Task prompt – Starting at the line of the material that contains "pale blue sky, it would be much appreciated." and ending after the line that contains "[[[96,44],[96,36],[95,37],[95,52],[97,52],[97,45]]]", write out those lines word for word, and omit the pictures.

Dataset rows –
____
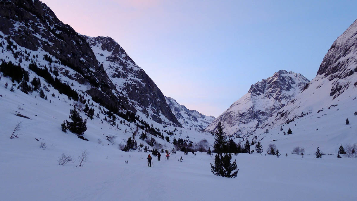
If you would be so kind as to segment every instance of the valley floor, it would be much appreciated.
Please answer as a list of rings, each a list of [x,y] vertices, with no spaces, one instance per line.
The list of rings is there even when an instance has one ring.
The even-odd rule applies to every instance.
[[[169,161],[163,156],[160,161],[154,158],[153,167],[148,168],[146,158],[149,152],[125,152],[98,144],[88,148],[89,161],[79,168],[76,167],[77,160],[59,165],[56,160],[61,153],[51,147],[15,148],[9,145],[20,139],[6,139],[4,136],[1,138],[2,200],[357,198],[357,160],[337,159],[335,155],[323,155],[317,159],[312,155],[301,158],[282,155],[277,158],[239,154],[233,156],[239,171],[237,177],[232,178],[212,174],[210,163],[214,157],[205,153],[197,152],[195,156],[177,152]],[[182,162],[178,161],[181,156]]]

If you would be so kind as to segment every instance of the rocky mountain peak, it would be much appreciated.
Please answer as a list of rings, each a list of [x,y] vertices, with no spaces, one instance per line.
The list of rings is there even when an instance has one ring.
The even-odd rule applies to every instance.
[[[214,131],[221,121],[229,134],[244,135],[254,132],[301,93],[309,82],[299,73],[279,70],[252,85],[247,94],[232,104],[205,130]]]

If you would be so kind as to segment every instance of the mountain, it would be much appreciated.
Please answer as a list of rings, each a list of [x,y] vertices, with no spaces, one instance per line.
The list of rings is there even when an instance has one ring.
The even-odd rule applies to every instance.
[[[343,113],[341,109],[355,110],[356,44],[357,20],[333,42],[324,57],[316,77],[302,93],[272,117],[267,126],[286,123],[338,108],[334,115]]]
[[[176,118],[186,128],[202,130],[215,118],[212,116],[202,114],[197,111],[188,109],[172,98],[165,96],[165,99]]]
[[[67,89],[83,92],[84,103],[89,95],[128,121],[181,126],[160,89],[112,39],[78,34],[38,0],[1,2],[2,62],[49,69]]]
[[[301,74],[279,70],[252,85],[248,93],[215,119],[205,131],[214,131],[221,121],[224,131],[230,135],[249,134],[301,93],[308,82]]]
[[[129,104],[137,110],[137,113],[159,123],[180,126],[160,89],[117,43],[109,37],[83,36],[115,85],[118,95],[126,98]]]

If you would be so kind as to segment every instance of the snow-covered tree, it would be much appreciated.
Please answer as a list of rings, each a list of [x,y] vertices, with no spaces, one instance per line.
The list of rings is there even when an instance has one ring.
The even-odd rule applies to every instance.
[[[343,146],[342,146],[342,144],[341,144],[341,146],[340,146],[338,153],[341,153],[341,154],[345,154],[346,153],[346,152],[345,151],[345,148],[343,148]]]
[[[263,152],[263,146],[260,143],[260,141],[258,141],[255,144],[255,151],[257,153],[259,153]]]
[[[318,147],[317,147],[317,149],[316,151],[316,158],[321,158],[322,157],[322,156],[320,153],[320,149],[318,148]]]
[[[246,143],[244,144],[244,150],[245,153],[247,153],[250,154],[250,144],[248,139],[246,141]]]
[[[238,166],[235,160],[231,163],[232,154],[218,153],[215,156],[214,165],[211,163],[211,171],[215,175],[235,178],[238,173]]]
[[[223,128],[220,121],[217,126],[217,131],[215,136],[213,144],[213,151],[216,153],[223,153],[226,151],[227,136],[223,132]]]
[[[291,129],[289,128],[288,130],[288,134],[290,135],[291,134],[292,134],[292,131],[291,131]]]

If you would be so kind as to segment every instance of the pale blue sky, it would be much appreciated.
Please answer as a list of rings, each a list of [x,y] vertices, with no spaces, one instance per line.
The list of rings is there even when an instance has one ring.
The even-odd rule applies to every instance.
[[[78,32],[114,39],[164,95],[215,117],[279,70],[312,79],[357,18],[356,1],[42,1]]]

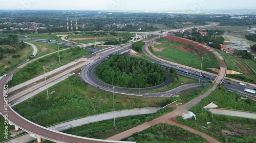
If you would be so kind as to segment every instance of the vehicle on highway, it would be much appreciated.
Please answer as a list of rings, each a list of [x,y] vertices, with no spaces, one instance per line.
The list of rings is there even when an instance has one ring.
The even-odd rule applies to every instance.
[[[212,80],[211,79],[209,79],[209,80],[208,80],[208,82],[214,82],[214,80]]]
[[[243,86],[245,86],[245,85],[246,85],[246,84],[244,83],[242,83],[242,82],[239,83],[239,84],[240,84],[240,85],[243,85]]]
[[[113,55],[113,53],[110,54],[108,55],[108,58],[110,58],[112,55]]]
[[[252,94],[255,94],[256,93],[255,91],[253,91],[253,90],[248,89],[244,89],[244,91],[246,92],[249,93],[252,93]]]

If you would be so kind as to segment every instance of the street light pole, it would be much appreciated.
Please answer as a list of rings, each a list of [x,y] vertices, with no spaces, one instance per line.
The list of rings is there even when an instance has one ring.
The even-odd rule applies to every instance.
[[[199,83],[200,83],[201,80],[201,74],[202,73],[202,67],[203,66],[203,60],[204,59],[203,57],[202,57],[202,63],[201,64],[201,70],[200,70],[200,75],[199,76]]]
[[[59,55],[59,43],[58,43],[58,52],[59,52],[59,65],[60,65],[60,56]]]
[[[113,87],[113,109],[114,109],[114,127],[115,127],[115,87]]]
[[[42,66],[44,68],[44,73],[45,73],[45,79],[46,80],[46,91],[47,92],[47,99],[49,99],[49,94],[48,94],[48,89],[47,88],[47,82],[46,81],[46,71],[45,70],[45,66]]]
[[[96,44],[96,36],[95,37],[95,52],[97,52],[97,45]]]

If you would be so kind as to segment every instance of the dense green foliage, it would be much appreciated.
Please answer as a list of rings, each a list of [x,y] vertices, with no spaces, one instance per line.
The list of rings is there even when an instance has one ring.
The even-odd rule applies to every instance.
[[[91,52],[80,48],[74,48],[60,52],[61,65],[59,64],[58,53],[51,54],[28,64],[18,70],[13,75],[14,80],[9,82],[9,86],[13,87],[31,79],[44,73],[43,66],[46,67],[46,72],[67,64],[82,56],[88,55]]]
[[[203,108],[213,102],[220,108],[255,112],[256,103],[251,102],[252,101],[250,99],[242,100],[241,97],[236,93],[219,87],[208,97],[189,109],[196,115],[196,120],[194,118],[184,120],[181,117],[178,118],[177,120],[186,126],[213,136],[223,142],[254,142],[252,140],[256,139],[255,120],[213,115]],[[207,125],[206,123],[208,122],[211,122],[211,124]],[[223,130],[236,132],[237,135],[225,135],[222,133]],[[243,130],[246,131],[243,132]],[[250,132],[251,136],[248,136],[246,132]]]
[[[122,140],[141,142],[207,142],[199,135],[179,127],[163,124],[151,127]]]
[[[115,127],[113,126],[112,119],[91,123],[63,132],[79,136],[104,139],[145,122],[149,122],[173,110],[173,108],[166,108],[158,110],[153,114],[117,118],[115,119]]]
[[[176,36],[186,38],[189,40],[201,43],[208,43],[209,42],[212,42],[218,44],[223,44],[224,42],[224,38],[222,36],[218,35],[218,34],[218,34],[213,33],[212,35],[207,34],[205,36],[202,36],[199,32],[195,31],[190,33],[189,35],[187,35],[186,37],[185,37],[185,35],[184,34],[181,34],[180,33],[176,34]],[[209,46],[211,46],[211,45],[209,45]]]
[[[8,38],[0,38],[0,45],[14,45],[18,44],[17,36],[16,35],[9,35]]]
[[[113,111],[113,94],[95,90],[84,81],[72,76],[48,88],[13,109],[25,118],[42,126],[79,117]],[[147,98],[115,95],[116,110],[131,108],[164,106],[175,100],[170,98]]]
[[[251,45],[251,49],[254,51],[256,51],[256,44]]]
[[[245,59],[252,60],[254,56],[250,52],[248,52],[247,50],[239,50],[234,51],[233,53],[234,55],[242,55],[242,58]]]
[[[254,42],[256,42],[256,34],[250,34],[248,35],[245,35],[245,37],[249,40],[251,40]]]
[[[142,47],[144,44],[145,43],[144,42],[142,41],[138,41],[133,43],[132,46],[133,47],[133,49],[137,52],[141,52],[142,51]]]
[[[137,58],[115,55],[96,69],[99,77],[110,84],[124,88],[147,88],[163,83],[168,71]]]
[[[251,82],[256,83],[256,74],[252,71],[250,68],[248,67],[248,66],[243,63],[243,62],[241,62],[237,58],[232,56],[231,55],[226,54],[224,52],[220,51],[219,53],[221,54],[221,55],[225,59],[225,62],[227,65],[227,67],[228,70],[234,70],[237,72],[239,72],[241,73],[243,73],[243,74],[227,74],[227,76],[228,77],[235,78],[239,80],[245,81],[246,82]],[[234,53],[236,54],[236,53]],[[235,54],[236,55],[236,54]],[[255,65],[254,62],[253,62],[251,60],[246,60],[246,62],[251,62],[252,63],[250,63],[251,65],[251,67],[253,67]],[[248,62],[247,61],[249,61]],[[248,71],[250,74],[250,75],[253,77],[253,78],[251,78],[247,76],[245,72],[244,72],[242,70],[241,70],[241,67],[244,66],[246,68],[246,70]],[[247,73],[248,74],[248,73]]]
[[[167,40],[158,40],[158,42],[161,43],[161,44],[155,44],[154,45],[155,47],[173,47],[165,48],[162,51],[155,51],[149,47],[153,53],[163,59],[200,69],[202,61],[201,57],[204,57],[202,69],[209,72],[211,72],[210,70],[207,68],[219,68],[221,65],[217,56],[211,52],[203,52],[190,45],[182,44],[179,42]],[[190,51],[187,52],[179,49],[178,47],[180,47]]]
____
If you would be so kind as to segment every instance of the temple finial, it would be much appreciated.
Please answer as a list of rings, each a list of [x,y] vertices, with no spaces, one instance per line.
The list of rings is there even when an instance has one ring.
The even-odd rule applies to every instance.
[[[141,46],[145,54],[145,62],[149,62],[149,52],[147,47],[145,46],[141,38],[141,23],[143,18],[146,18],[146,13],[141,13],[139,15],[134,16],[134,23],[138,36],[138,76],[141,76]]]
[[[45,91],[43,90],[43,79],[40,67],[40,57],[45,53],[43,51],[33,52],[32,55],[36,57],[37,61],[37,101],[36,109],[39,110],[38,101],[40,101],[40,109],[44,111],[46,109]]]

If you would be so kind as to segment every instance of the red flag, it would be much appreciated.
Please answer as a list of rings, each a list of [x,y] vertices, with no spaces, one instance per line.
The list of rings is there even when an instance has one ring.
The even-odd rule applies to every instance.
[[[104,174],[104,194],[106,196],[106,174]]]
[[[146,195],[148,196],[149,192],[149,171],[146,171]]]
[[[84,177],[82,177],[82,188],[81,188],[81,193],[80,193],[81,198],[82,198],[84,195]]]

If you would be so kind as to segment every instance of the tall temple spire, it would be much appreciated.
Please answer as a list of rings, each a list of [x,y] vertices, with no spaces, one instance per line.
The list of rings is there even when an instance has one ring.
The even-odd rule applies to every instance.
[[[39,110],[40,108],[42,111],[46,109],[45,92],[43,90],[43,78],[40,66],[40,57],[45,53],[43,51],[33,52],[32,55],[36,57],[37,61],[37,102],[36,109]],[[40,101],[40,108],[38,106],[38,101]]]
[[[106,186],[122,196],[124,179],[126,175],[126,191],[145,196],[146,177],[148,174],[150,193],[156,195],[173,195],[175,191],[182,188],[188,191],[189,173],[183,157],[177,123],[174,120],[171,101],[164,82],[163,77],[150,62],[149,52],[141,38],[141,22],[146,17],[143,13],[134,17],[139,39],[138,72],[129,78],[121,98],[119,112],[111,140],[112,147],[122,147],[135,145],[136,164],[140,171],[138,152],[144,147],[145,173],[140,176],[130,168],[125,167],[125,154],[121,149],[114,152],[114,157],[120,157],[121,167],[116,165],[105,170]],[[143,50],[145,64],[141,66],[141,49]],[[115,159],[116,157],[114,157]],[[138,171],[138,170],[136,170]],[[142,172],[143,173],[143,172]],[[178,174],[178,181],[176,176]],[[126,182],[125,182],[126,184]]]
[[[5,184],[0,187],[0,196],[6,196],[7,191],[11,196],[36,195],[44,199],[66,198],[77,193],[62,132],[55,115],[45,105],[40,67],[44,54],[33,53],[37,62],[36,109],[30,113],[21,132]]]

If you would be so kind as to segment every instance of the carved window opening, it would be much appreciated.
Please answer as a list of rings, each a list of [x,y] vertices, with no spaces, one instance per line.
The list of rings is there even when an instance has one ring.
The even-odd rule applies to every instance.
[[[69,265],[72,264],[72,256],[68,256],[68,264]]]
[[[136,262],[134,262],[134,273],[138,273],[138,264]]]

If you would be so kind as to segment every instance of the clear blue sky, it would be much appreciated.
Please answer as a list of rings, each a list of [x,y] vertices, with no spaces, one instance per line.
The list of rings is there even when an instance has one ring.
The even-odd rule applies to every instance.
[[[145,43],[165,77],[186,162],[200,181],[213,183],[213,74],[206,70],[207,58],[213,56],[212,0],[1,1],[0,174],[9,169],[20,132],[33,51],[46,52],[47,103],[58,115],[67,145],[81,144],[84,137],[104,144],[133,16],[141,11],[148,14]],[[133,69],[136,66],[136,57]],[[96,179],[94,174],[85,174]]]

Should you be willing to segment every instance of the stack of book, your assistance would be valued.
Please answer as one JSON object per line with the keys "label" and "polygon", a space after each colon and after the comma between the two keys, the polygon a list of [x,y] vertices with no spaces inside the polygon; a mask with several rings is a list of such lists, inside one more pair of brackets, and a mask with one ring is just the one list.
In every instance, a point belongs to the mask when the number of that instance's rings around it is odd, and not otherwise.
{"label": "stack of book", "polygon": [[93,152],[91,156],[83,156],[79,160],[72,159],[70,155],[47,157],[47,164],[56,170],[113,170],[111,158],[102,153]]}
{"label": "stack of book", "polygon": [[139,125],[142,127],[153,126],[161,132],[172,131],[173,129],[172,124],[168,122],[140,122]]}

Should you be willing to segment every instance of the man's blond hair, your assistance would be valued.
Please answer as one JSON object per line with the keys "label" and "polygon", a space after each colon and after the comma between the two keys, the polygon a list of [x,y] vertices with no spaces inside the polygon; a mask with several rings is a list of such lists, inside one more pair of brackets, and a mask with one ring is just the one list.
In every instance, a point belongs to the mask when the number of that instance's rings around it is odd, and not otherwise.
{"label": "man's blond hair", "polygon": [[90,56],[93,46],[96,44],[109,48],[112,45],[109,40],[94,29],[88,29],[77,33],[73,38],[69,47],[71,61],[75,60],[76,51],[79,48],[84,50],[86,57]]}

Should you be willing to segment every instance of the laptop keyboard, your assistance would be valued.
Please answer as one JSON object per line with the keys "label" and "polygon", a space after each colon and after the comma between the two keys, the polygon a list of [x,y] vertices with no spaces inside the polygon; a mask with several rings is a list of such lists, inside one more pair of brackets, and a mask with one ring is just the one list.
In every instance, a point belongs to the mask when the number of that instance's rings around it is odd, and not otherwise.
____
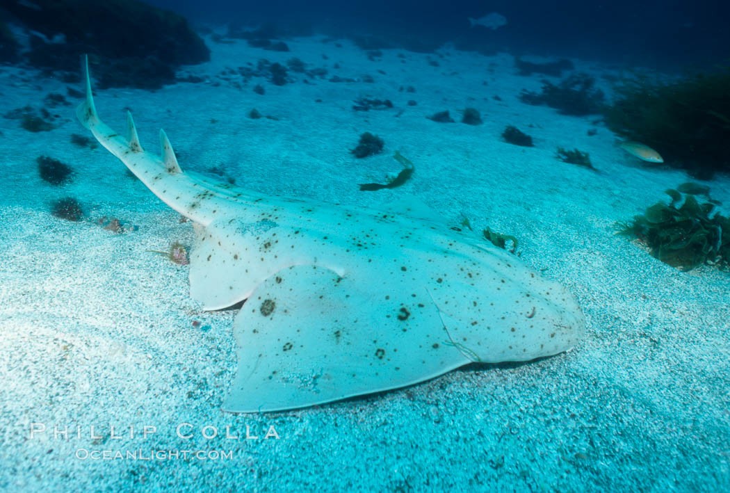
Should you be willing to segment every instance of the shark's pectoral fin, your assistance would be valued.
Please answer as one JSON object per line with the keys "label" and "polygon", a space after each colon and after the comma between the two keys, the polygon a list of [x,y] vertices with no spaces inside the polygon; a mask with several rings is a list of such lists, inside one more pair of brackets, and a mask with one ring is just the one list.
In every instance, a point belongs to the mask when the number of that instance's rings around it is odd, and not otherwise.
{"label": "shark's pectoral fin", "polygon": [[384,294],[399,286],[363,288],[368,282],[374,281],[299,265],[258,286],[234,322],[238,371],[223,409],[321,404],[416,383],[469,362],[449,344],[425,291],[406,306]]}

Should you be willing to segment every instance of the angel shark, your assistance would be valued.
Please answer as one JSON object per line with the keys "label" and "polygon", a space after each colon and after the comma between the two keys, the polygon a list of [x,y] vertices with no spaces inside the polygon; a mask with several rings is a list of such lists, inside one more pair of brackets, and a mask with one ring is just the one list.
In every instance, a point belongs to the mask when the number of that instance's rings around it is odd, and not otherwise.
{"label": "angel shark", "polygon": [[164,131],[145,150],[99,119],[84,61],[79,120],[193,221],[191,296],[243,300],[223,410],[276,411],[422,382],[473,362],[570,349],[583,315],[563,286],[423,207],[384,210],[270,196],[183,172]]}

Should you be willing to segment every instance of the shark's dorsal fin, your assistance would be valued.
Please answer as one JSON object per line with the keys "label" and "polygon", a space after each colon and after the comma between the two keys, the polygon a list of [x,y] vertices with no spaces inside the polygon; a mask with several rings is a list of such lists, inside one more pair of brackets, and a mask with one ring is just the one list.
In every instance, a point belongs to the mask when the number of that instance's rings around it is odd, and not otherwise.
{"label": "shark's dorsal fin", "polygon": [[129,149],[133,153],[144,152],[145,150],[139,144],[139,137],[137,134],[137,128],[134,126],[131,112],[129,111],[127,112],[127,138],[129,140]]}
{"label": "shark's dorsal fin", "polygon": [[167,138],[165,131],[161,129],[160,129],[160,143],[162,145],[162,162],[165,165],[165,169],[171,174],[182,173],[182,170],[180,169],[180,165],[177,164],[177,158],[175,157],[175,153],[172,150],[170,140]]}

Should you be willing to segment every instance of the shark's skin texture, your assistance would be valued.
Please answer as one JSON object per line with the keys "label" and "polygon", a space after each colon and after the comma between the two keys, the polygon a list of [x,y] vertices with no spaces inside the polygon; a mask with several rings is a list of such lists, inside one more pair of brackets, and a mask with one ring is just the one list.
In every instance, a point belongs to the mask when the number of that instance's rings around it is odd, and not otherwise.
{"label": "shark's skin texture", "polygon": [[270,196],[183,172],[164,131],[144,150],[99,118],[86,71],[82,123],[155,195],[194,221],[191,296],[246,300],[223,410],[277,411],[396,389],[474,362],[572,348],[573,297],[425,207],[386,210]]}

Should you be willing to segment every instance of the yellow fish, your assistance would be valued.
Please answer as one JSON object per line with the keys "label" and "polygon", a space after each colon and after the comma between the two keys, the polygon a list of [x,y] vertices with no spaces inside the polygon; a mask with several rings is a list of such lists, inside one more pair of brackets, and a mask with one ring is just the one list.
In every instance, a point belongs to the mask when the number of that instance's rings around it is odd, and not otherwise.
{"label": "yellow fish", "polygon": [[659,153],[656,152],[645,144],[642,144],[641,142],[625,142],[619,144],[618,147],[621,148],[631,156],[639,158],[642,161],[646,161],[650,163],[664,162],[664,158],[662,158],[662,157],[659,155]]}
____
Task output –
If you would be so kind as to segment every instance of the pale blue sky, it would be much appreciated.
Please answer as a list of rings, each a list of [x,y] vertices, with no spaces, one instance per line.
The list of rings is there even when an instance has one ring.
The even-odd rule applies to every instance.
[[[78,32],[114,39],[164,95],[215,117],[279,70],[312,79],[357,18],[356,1],[42,1]]]

If you would be so kind as to segment every instance of the vehicle on highway, it would be much appreciated.
Please answer as a list of rings, each a list of [x,y] vertices, with no spaces, one instance per line.
The list of rings is there even when an instance has one ring.
The even-odd rule applies to every instance.
[[[212,80],[211,79],[209,79],[209,80],[208,80],[208,82],[214,82],[214,80]]]
[[[243,86],[245,86],[245,85],[246,85],[246,84],[244,83],[242,83],[242,82],[239,83],[239,84],[240,84],[240,85],[243,85]]]
[[[113,55],[113,53],[110,54],[108,55],[108,58],[110,58],[112,55]]]
[[[252,94],[255,94],[256,93],[255,91],[253,91],[253,90],[248,89],[244,89],[244,91],[246,92],[249,93],[252,93]]]

If you would be so kind as to segment every instance of the street light pole, it would be much appreciated.
Please answer as a list of rings, each a list of [x,y] vertices, with no spaces, one instance per line.
The list of rings is there even when an instance has one ring.
The even-odd rule applies to every instance.
[[[199,83],[200,83],[201,80],[201,74],[202,73],[202,67],[203,66],[203,60],[204,59],[203,57],[202,57],[202,63],[201,64],[201,70],[200,70],[200,75],[199,76]]]
[[[59,55],[59,43],[58,43],[58,52],[59,52],[59,65],[60,65],[60,56]]]
[[[113,87],[113,109],[114,109],[114,127],[115,127],[115,87]]]
[[[42,66],[44,68],[44,73],[45,73],[45,79],[46,80],[46,91],[47,92],[47,99],[49,99],[49,94],[48,94],[48,89],[47,88],[47,82],[46,81],[46,71],[45,70],[45,66]]]
[[[96,44],[96,36],[95,37],[95,52],[97,52],[97,45]]]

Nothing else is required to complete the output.